> _EXERCISE_: Without carrying over a single picture, write out the records below exactly.

[Image-grounded pointing data]
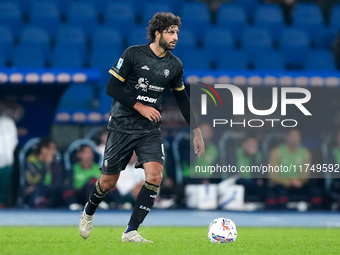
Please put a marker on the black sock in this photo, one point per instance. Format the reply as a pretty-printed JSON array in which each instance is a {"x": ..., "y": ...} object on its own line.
[
  {"x": 97, "y": 195},
  {"x": 144, "y": 202}
]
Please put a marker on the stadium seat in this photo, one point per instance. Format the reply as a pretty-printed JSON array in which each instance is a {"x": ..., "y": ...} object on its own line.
[
  {"x": 295, "y": 46},
  {"x": 72, "y": 38},
  {"x": 82, "y": 15},
  {"x": 137, "y": 6},
  {"x": 45, "y": 14},
  {"x": 186, "y": 41},
  {"x": 28, "y": 57},
  {"x": 270, "y": 17},
  {"x": 104, "y": 58},
  {"x": 175, "y": 5},
  {"x": 137, "y": 36},
  {"x": 6, "y": 42},
  {"x": 11, "y": 15},
  {"x": 271, "y": 60},
  {"x": 232, "y": 17},
  {"x": 107, "y": 38},
  {"x": 35, "y": 38},
  {"x": 215, "y": 46},
  {"x": 309, "y": 18},
  {"x": 232, "y": 60},
  {"x": 335, "y": 17},
  {"x": 99, "y": 5},
  {"x": 320, "y": 60},
  {"x": 248, "y": 5},
  {"x": 325, "y": 37},
  {"x": 151, "y": 8},
  {"x": 67, "y": 57},
  {"x": 195, "y": 16},
  {"x": 256, "y": 41},
  {"x": 120, "y": 16},
  {"x": 24, "y": 5},
  {"x": 196, "y": 59}
]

> _SOLUTION_:
Please put a marker on the black sock in this photo, one point per instance. Format the reply as a pretty-printed JSON array in which each instance is a {"x": ..., "y": ...} object on its own line.
[
  {"x": 97, "y": 195},
  {"x": 144, "y": 202}
]
Please put a marker on the stadium seat in this photo, one point per instance. Format the reply as a pretty-printed JSON array in which each instance is a {"x": ..., "y": ...} object on its own line.
[
  {"x": 295, "y": 46},
  {"x": 72, "y": 38},
  {"x": 82, "y": 15},
  {"x": 137, "y": 6},
  {"x": 45, "y": 14},
  {"x": 186, "y": 41},
  {"x": 28, "y": 57},
  {"x": 270, "y": 17},
  {"x": 104, "y": 58},
  {"x": 175, "y": 5},
  {"x": 137, "y": 36},
  {"x": 6, "y": 42},
  {"x": 11, "y": 15},
  {"x": 271, "y": 60},
  {"x": 232, "y": 17},
  {"x": 107, "y": 38},
  {"x": 35, "y": 38},
  {"x": 215, "y": 46},
  {"x": 309, "y": 18},
  {"x": 232, "y": 60},
  {"x": 335, "y": 17},
  {"x": 99, "y": 5},
  {"x": 320, "y": 60},
  {"x": 248, "y": 5},
  {"x": 325, "y": 37},
  {"x": 151, "y": 8},
  {"x": 67, "y": 57},
  {"x": 195, "y": 16},
  {"x": 256, "y": 41},
  {"x": 120, "y": 16},
  {"x": 24, "y": 5},
  {"x": 196, "y": 59}
]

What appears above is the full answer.